PASSAGE:
We camp in a camper, with a bathroom and comfort foam on our mattresses. We have a refrigerator and air conditioning and, in the light of full disclosure, a flat-screen TV. But, it’s still camping.

Of all the trips we make in a year, our camping vacations are the family favorite. Sometimes we steal away for only a night, like we will this weekend. Once a year, we take a two-week trip to one of God’s magnificent creations: Niagara’s Falls, the Upper Peninsula of Michigan, and this summer, the Badlands of South Dakota.

For me, camping creates a place without pretense. Fashion is sweatpants and a T-shirt, hair pulled in a ponytail. Businessmen and factory workers play Bingo in the picnic shelter. Kids make campground friends before we’ve unhitched the trailer, free from schoolyard cliques and preconceptions.

I can remember the first time I heard in a sermon that the word tabernacle means tent. The priest preached about how we might think of God as pitching a tent with us, of the tabernacle as a place of encampment.

In the Bible, the tabernacle is the center of worship in Israel, a dwelling place for the divine presence. I can summon a picture of it in my mind, this Holy Place blessed by God with an inner sanctum that only the holiest of holy can enter – and even then, as this rest of the passage Hebrews shares, but once a year.

I can envision this type of tabernacle, but when I think of tabernacle as tent, I can feel it. I know what it smells and tastes like. I know the sounds of crickets and rocks landing in creeks; I see fingers of light reaching through the canopy of leaves. I think of God pitching a tent with us, meeting us in this unassuming place, stripped of (most) status and guard. I think of rambling conversations around the campfire and long, comfortable periods of silence broken only by the crackle of the flames.

I understand this tabernacle in intimate, deep ways. It brings me close to the divine, and perhaps that’s the real meaning beyond the word.

Respond
What do you envision when you hear the word tabernacle?

How does the idea of God “pitching a tent” with you resonate? How might you pitch your tent with God?

GIVEN REQUEST 1:
Reproduce the portion of the camping passage between "In the Bible, the" and "of the flames.", inclusive.
GIVEN REQUEST 2:
Collect every line of the entries that contains the string "bridge".

PROVIDED ENTRIES:
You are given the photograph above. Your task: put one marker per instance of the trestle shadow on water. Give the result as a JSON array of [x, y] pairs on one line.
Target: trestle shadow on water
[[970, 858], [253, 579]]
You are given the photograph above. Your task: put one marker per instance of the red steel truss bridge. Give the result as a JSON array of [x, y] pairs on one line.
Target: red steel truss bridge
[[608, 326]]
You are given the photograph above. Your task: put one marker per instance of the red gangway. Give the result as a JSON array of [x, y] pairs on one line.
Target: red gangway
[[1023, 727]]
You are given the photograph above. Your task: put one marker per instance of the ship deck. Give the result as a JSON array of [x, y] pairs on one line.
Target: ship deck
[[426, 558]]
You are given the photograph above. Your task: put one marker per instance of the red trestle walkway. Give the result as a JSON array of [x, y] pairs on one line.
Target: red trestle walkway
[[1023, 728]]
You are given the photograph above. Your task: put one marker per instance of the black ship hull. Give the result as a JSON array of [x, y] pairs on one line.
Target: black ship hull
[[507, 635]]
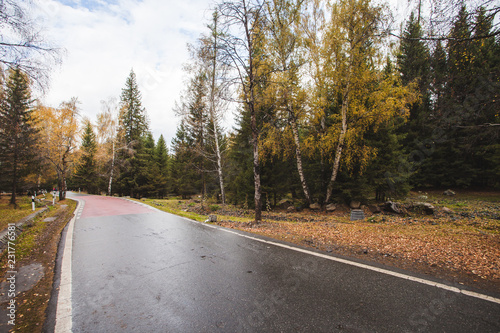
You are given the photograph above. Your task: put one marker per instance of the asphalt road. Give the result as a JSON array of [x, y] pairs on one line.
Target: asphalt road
[[136, 269]]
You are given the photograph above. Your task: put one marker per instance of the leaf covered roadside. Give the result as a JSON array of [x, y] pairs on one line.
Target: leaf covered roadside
[[462, 247]]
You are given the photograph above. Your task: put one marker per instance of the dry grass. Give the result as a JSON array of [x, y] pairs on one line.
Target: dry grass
[[462, 247]]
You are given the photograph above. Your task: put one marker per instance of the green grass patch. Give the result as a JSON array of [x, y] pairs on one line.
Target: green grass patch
[[9, 214]]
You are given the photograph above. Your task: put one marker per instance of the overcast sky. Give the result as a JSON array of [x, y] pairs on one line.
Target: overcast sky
[[104, 39]]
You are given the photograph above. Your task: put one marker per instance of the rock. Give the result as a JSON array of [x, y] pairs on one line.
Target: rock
[[357, 214], [447, 210], [211, 218], [315, 206], [284, 204], [374, 209], [392, 207], [331, 207], [355, 204], [427, 208], [449, 193]]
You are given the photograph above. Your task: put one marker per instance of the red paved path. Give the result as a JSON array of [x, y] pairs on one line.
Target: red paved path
[[108, 206]]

FINISHED ANSWER 1:
In the Bible, the tabernacle is the center of worship in Israel, a dwelling place for the divine presence. I can summon a picture of it in my mind, this Holy Place blessed by God with an inner sanctum that only the holiest of holy can enter – and even then, as this rest of the passage Hebrews shares, but once a year.

I can envision this type of tabernacle, but when I think of tabernacle as tent, I can feel it. I know what it smells and tastes like. I know the sounds of crickets and rocks landing in creeks; I see fingers of light reaching through the canopy of leaves. I think of God pitching a tent with us, meeting us in this unassuming place, stripped of (most) status and guard. I think of rambling conversations around the campfire and long, comfortable periods of silence broken only by the crackle of the flames.

FINISHED ANSWER 2:
You are given the photograph above. Your task: put one marker per instance of the red steel truss bridge. Give the result as a JSON array of [x, y] pairs on one line.
Target: red steel truss bridge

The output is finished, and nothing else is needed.